Aim: Keep the pictures out of the copy and print all the entries below exactly.

Data shown:
● ● ● ●

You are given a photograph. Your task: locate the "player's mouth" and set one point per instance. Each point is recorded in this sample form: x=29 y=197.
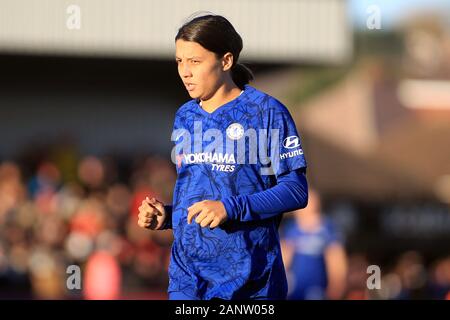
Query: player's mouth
x=189 y=86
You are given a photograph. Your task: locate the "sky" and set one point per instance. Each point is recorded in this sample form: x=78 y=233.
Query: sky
x=393 y=11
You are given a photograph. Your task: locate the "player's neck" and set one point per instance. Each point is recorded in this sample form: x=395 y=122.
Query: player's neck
x=225 y=93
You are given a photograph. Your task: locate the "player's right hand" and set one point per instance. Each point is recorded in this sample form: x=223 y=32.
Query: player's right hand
x=151 y=214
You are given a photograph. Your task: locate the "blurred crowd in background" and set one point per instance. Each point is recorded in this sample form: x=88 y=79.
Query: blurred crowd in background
x=49 y=221
x=67 y=211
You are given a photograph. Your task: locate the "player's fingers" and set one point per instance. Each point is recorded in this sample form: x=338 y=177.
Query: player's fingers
x=202 y=215
x=215 y=223
x=143 y=224
x=146 y=220
x=207 y=220
x=149 y=211
x=193 y=210
x=159 y=206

● ● ● ●

Answer:
You are given a photograph. Your task: locate the "player's mouth" and set one point per instance. Each point is recorded in this sample form: x=29 y=197.
Query: player's mouth
x=189 y=86
You are given a photograph. Your task: locate the "sky" and set one point per instance. Each point is recorded in this sample form: x=78 y=233.
Query: sky
x=393 y=11
You are given a photograph. Your task: locate the "player's neck" and set one point per instance. Each point is recorded in this sample form: x=395 y=122.
Query: player's neck
x=225 y=93
You are given a photograph. Your task: locate the "player's right hand" and set one point per instance. Each point is recorded in this sample form: x=223 y=32.
Query: player's right hand
x=151 y=214
You are given a photograph. Your task: locate the "blurred crowd in background" and set one point per instance. Each point is recorded in this sample form: x=88 y=79.
Query: blurred crowd in background
x=49 y=221
x=67 y=211
You are given a photograph. Your task: locate the "player's fingers" and set one point per instance. Each point is recorded in this sample form: x=338 y=177.
Query: player's fingers
x=202 y=215
x=215 y=223
x=143 y=224
x=146 y=220
x=207 y=220
x=149 y=211
x=193 y=210
x=159 y=206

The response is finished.